- **Exercise details**
Where the listing below reaches the line containing "Target: bird's foot", start writing out lines exactly, and stop once the line containing "[pin] roof eave" has been written.

- **Record extracts**
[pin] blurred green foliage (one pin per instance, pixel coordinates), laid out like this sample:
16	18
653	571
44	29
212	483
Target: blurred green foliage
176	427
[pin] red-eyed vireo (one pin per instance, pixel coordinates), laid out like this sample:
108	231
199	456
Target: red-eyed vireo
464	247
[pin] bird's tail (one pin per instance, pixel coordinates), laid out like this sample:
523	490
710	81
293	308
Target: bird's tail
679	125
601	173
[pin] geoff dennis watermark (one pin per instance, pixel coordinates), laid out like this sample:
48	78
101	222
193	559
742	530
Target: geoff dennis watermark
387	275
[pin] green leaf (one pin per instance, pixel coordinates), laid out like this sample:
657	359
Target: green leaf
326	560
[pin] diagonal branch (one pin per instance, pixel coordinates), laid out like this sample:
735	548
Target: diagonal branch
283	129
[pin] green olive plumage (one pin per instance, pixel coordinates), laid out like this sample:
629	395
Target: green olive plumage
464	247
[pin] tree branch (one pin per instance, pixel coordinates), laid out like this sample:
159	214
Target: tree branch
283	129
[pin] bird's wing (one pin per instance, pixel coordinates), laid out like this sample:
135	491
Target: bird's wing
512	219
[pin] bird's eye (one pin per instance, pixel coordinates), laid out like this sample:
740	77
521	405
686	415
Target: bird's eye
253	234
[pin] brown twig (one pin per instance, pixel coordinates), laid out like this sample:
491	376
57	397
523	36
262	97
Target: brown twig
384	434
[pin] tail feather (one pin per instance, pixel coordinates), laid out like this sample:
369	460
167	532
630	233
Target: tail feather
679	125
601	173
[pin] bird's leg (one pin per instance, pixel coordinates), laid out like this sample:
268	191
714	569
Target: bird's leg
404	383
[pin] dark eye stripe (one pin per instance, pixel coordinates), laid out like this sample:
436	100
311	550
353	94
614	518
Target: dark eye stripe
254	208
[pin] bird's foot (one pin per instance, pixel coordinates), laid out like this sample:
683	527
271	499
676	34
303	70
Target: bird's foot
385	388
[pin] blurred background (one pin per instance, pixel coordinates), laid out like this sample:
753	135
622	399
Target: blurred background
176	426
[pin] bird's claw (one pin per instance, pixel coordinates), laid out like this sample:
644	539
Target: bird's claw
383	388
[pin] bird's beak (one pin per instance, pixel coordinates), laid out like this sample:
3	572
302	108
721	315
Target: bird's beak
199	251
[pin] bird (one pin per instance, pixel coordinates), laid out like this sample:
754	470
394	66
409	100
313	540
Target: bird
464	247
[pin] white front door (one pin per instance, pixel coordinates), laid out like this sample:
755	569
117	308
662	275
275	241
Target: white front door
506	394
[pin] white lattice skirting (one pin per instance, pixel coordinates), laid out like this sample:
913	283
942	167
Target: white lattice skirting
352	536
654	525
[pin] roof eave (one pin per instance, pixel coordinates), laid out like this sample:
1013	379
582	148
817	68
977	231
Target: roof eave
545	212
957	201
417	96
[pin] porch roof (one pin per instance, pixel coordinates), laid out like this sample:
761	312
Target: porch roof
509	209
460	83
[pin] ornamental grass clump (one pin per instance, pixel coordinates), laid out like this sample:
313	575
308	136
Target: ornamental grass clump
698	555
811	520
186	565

- **Answer section**
Target: bird's foot
385	388
[pin] blurred background (one pin per instance, pixel coordinates), laid out like this sample:
753	135
622	399
Target: blurred background
176	426
[pin] bird's claw (one pin per instance, pixel coordinates), laid out like this sample:
644	539
Target: bird's claw
383	388
[pin] bird's beak (one pin per instance, pixel coordinates), laid out like this sample:
3	572
302	108
721	315
Target: bird's beak
199	251
[pin] bird (one pin per instance, pixel coordinates), laid out like this sample:
754	470
394	66
409	100
313	540
Target: bird
464	247
[pin] white front door (one pin per instance, pixel coordinates), laid out like this sample:
755	569
117	308
662	275
275	241
Target: white front door
506	394
[pin] white lattice skirting (one pin per instance, pixel coordinates), laid out like this sample:
913	283
942	167
Target: white lattice skirting
352	536
654	525
[pin] roof eave (one pin per instance, pixel coordinates), laid out like this sample:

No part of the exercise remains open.